■ **Problem to work on**: Only the lines from the beginning of the data through the one with "Tag the house" belong in the answer, each retyped exactly, with pictures left out.

■ **Data for the task**:

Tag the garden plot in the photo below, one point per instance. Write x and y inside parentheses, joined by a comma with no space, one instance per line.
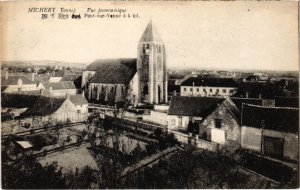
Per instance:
(71,159)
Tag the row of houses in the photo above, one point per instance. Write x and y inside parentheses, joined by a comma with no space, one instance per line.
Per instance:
(40,109)
(53,85)
(269,127)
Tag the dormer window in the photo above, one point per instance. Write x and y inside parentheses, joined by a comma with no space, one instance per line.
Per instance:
(147,48)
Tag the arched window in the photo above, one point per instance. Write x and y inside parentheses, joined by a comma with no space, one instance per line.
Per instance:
(145,90)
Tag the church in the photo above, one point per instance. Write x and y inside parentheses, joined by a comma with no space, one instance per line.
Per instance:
(139,80)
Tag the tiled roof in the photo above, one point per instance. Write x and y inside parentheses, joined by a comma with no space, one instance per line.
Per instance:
(287,102)
(212,82)
(12,80)
(113,71)
(78,99)
(70,77)
(239,101)
(17,100)
(193,106)
(43,106)
(59,85)
(279,119)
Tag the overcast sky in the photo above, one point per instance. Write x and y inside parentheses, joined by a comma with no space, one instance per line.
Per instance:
(238,35)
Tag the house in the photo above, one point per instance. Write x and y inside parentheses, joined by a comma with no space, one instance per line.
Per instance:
(17,83)
(59,88)
(216,118)
(80,102)
(207,87)
(71,108)
(271,131)
(144,77)
(75,78)
(183,109)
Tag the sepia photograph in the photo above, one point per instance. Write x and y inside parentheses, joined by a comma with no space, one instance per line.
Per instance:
(149,94)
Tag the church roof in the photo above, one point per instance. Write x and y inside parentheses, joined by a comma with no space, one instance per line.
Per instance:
(78,99)
(193,106)
(113,71)
(150,34)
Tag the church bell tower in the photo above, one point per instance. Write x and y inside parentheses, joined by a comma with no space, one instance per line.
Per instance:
(151,68)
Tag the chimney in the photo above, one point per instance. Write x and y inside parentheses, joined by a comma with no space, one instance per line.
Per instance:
(68,95)
(259,95)
(6,75)
(247,94)
(32,76)
(41,91)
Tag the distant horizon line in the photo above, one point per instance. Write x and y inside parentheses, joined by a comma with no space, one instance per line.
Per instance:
(170,67)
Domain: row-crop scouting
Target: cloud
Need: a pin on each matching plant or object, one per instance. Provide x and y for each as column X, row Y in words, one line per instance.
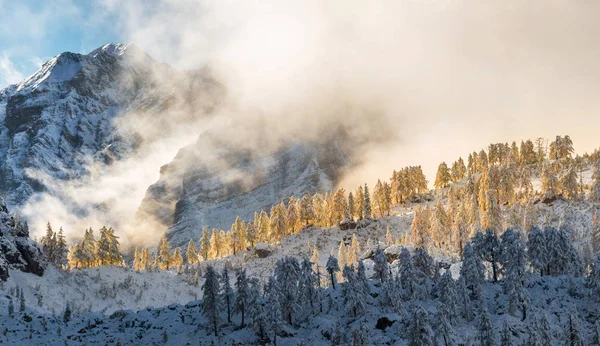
column 449, row 76
column 422, row 81
column 9, row 73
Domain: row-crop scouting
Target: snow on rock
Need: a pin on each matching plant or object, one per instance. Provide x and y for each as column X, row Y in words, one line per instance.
column 17, row 250
column 197, row 189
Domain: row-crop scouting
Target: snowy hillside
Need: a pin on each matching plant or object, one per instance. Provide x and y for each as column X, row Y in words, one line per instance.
column 211, row 182
column 73, row 112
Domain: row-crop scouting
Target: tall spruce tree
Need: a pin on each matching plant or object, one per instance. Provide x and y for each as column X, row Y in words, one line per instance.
column 211, row 302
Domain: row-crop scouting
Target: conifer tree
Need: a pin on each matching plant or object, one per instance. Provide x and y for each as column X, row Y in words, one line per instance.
column 367, row 203
column 440, row 225
column 361, row 276
column 568, row 183
column 342, row 254
column 442, row 177
column 306, row 210
column 350, row 209
column 137, row 260
column 537, row 250
column 506, row 337
column 67, row 313
column 332, row 268
column 595, row 187
column 472, row 271
column 273, row 314
column 211, row 302
column 204, row 244
column 420, row 332
column 227, row 296
column 88, row 249
column 146, row 262
column 242, row 294
column 293, row 216
column 424, row 263
column 61, row 250
column 485, row 330
column 487, row 247
column 214, row 247
column 381, row 267
column 595, row 233
column 49, row 244
column 286, row 273
column 177, row 259
column 407, row 275
column 11, row 308
column 359, row 204
column 192, row 257
column 549, row 183
column 307, row 285
column 164, row 249
column 352, row 293
column 573, row 334
column 448, row 296
column 443, row 327
column 251, row 232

■ **Expected output**:
Tag the garden plot in the photo below, one point per instance. Write x and y inside parentheses, joined by a comma with no space, one instance per line.
Per instance:
(71,159)
Tag the row of houses in the photo above, one point per instance. Write x and y inside parentheses, joined by a comma with no space, one instance per line.
Per instance:
(40,109)
(53,85)
(269,127)
Tag the dormer window in the photo above, one point per instance. Write x and y inside parentheses, joined by a comma with no space, one instance per line.
Per instance:
(147,48)
Tag the arched window in the photo above, one point per instance. Write x and y inside parentheses, joined by a comma with no space, one instance per line.
Per instance:
(145,90)
Tag the church in the photo above, one point per instance. Write x and y inside parentheses, joined by a comma with no space, one instance per line.
Per instance:
(139,80)
Tag the tiled roof in the photo above, one point per instance. Write x and y inside parentheses, joined by a comma with no space, one instance per line.
Per instance:
(287,102)
(212,82)
(12,80)
(113,71)
(78,99)
(70,77)
(239,101)
(17,100)
(193,106)
(43,106)
(59,85)
(279,119)
Tag the overcast sky in the photo above, one point per instance. Write x and y inside parentheses, joined by a comma with no space, one instance per line.
Per instance:
(238,35)
Tag the house in the photo above, one point per instance. Write x and y inside parentheses, joined by a comma with no space, one instance per line.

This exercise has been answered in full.